#### Task to complete:
Reproduce only the lines starting at the one containing "bbox: parked car" and ending at the one containing "[284,17,316,48]", with "hard hat" swapped for "helmet" and nothing else changed.

#### Stored records:
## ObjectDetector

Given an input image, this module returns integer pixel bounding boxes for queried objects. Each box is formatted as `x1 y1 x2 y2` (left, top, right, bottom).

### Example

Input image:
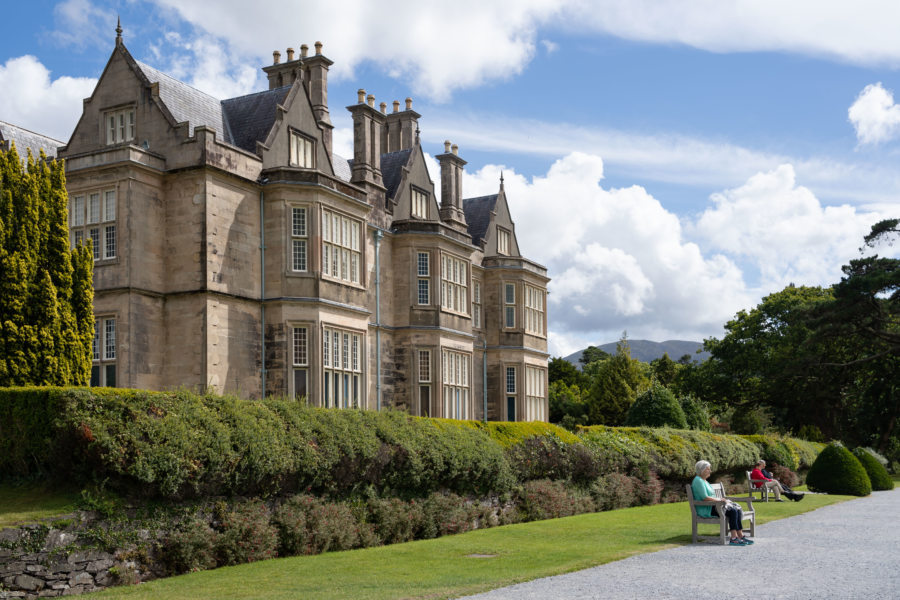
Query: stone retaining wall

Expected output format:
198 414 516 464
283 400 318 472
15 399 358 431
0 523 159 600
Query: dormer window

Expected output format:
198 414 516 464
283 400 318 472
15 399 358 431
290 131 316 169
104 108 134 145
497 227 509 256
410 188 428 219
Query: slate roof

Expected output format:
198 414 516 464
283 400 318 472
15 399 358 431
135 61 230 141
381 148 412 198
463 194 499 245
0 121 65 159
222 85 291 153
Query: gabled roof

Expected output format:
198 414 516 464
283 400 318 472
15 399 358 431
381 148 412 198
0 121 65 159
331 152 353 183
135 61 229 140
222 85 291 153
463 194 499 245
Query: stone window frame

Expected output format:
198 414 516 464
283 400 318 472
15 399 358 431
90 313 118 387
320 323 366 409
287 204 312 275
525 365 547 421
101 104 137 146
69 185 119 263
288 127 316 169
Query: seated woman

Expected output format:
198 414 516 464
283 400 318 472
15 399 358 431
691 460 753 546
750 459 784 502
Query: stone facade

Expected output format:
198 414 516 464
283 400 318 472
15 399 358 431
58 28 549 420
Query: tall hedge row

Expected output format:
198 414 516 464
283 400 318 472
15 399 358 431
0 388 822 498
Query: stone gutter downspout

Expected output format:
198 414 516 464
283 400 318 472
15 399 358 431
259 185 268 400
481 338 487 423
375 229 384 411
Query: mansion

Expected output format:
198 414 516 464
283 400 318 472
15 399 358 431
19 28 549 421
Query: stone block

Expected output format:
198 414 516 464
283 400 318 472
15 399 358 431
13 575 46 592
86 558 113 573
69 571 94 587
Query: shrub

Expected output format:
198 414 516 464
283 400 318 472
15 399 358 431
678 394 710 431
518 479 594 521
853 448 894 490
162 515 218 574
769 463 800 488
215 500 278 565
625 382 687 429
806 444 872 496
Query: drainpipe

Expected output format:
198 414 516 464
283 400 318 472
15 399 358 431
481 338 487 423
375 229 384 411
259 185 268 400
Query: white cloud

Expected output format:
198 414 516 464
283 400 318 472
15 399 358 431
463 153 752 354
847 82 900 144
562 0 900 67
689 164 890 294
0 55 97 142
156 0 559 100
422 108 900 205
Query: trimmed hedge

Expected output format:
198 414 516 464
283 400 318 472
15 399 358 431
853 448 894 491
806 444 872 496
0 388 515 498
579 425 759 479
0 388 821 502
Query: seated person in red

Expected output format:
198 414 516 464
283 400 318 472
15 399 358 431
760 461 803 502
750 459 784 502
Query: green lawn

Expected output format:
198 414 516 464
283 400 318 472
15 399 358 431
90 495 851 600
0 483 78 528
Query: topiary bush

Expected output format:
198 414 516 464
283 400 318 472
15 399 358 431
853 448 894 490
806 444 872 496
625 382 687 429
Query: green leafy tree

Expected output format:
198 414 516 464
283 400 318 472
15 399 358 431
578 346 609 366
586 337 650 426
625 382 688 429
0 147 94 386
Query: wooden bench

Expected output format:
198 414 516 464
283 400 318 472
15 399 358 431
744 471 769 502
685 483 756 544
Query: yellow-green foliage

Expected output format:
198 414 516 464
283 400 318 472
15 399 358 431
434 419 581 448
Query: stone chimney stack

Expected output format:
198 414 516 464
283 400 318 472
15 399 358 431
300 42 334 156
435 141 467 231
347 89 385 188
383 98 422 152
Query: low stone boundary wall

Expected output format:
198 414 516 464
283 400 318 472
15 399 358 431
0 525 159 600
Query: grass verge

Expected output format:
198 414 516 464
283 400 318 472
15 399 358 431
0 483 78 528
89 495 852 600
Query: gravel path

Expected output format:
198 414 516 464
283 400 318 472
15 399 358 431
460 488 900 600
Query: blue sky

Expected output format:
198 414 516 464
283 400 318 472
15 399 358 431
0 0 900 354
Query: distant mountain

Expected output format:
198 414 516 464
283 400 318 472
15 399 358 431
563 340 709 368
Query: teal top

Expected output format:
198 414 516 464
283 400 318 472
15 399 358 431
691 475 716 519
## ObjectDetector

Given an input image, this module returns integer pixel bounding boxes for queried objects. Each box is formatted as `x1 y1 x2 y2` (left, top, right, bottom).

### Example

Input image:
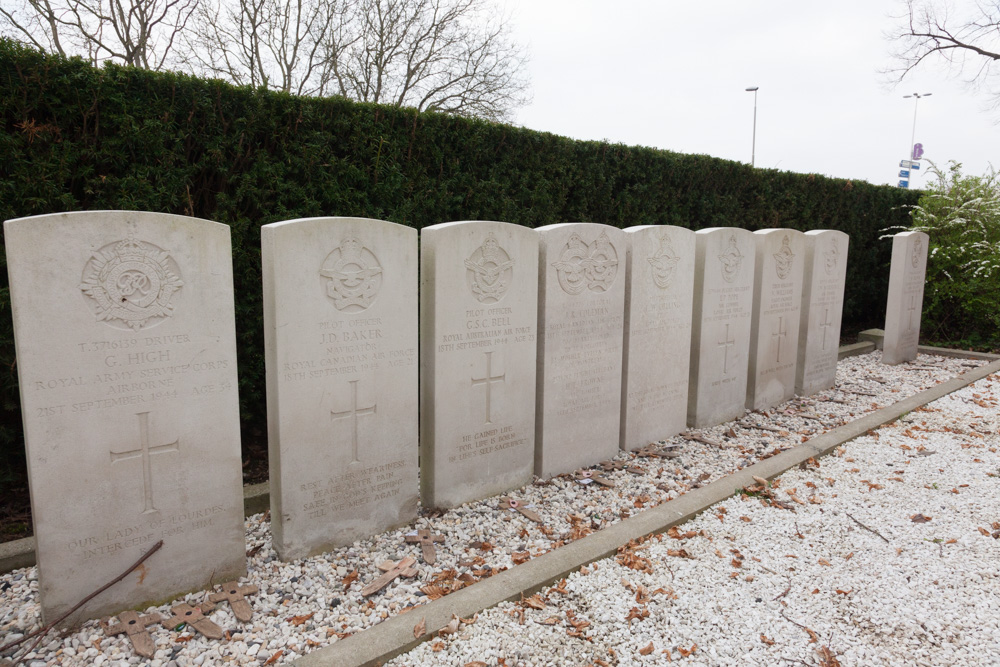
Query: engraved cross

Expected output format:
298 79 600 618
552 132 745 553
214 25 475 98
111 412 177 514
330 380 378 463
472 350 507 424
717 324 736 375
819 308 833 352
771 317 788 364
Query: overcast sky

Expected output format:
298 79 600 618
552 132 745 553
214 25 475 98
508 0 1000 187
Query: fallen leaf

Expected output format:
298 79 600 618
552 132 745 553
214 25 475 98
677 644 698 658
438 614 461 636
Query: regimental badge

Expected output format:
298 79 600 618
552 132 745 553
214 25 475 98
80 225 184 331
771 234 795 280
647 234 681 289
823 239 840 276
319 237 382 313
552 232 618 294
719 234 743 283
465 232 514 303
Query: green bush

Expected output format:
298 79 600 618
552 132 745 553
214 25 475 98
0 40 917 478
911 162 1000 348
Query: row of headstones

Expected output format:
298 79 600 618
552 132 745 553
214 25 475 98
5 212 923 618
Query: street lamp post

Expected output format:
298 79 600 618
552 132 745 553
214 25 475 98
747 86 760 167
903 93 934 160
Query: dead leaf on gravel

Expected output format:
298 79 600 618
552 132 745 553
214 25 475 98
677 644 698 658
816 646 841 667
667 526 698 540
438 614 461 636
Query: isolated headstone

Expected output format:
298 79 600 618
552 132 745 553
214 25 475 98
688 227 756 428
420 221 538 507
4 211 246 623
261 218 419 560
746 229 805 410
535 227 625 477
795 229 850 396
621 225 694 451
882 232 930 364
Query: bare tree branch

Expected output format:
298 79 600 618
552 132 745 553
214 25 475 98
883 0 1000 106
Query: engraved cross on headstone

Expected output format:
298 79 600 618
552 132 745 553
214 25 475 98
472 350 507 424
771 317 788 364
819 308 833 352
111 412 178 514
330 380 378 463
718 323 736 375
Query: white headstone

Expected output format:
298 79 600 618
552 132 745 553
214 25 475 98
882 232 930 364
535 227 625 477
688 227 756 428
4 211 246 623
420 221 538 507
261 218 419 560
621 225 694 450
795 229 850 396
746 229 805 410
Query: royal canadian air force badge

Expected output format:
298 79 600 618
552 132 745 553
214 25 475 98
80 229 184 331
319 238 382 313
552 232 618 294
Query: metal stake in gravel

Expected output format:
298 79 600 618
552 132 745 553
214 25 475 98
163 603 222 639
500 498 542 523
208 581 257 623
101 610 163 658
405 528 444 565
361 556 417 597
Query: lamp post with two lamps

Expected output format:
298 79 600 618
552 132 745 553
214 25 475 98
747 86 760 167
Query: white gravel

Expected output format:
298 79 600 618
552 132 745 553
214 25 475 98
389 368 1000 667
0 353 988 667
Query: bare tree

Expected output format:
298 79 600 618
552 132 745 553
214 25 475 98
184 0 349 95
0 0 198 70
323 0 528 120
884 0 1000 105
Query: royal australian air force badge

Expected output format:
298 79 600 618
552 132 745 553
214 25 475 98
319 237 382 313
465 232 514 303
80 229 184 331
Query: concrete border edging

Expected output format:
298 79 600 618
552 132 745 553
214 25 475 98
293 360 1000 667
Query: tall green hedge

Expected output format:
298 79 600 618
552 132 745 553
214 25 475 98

==

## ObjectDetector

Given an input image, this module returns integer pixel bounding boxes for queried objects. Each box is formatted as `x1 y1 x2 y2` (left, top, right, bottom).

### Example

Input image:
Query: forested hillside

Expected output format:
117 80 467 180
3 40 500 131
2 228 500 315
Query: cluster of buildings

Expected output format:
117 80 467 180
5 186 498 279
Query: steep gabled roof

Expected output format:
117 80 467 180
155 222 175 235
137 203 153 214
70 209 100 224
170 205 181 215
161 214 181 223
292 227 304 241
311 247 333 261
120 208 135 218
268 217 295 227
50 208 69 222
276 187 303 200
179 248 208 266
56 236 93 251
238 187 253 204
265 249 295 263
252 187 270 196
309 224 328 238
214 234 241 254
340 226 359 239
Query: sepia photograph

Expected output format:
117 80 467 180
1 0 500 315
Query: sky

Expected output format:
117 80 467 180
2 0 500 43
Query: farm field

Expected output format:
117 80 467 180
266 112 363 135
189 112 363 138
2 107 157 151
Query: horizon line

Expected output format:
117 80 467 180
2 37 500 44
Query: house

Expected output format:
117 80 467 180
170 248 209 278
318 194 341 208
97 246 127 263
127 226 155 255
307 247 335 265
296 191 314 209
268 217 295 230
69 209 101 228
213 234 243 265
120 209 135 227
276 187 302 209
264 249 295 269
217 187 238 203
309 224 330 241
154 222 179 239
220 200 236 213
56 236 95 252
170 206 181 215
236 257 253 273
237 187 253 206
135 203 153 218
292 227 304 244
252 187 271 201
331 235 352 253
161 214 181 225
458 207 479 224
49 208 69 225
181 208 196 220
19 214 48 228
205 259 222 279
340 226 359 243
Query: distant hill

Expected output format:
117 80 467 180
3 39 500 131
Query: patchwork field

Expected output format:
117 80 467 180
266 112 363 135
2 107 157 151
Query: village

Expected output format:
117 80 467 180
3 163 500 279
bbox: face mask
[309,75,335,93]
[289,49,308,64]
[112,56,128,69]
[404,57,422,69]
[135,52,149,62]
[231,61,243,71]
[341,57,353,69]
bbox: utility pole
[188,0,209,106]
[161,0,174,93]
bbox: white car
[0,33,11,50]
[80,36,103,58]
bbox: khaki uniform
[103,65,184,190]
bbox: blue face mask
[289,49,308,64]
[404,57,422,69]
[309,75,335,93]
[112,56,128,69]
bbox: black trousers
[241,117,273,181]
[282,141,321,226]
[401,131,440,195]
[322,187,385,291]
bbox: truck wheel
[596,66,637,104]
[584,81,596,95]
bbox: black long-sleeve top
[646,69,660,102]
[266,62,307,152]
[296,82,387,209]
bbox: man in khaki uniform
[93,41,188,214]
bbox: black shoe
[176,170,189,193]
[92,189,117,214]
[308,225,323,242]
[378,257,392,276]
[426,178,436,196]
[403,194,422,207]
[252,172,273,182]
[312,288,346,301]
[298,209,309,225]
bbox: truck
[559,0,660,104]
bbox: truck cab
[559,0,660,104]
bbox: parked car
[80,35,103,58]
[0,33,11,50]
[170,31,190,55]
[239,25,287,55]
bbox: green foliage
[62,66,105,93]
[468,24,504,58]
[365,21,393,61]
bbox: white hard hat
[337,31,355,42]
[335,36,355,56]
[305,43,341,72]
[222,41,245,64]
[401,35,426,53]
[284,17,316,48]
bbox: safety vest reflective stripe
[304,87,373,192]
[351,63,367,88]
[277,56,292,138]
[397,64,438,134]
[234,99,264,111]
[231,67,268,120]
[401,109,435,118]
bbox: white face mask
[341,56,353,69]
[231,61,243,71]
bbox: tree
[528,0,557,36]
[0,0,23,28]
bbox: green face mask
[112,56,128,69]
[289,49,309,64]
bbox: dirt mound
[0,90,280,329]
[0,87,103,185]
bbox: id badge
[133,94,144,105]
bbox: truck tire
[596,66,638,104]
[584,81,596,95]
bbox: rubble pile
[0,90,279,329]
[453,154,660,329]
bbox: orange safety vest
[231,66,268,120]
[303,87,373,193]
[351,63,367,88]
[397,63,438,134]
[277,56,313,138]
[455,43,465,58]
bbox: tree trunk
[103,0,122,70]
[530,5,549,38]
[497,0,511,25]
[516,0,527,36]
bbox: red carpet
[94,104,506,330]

#### Response:
bbox: parked car
[80,35,103,58]
[0,33,11,50]
[170,31,190,55]
[239,25,287,55]
bbox: green foliage
[62,66,105,93]
[468,24,504,58]
[365,21,393,61]
bbox: white helmet
[337,31,355,42]
[335,36,355,56]
[305,43,341,72]
[222,41,245,64]
[401,35,426,53]
[284,17,316,48]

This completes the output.